-- Aim of the task --
From top to bottom, each entry below must be reproduced exactly.

:: Exercise materials

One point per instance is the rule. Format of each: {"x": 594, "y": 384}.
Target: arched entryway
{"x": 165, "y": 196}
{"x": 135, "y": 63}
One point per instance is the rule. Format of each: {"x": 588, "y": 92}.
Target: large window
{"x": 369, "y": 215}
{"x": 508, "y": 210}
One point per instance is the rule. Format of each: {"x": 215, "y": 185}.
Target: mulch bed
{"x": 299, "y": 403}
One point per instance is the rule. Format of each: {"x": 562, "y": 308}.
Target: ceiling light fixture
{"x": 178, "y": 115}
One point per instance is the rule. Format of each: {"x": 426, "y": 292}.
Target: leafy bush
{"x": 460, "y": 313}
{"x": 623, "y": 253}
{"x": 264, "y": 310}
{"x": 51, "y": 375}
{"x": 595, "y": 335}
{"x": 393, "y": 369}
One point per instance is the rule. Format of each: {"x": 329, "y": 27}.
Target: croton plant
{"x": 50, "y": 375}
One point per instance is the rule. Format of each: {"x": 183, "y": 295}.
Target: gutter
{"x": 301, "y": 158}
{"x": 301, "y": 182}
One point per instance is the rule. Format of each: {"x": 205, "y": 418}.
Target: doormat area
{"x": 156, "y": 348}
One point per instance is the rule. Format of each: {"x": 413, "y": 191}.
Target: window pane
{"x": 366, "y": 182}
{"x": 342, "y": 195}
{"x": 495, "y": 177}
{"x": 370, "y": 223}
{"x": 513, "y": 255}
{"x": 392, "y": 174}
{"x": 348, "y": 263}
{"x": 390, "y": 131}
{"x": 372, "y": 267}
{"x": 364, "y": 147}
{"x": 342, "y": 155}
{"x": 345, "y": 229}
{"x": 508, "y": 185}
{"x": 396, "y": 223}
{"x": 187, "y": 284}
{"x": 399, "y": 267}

::::

-- Response --
One point per instance is the rule. Format of each: {"x": 594, "y": 384}.
Target: arched entryway
{"x": 165, "y": 196}
{"x": 135, "y": 63}
One point per instance is the rule. Format of each: {"x": 588, "y": 92}.
Target: large window
{"x": 369, "y": 215}
{"x": 508, "y": 210}
One point per instance is the rule. Format of each: {"x": 215, "y": 185}.
Target: mulch bed
{"x": 299, "y": 403}
One point per instance is the rule. Format of each: {"x": 562, "y": 308}.
Target: ceiling light fixture
{"x": 178, "y": 115}
One point per instance is the rule. Format of each: {"x": 426, "y": 292}.
Target: leafy bush
{"x": 460, "y": 313}
{"x": 623, "y": 253}
{"x": 264, "y": 310}
{"x": 51, "y": 375}
{"x": 595, "y": 335}
{"x": 393, "y": 369}
One point per instance is the rule. Format of each: {"x": 329, "y": 27}.
Target: croton plant
{"x": 50, "y": 375}
One point per instance is the rule. Format of each: {"x": 183, "y": 295}.
Target: gutter
{"x": 301, "y": 158}
{"x": 301, "y": 182}
One point per instance is the rule. Format of each: {"x": 205, "y": 418}.
Target: doormat area
{"x": 156, "y": 348}
One point per instance is the rule. Format of each: {"x": 413, "y": 191}.
Target: window pane
{"x": 366, "y": 182}
{"x": 342, "y": 195}
{"x": 495, "y": 177}
{"x": 370, "y": 223}
{"x": 513, "y": 255}
{"x": 392, "y": 174}
{"x": 348, "y": 263}
{"x": 390, "y": 131}
{"x": 372, "y": 267}
{"x": 364, "y": 147}
{"x": 342, "y": 155}
{"x": 345, "y": 229}
{"x": 508, "y": 185}
{"x": 396, "y": 223}
{"x": 187, "y": 284}
{"x": 399, "y": 267}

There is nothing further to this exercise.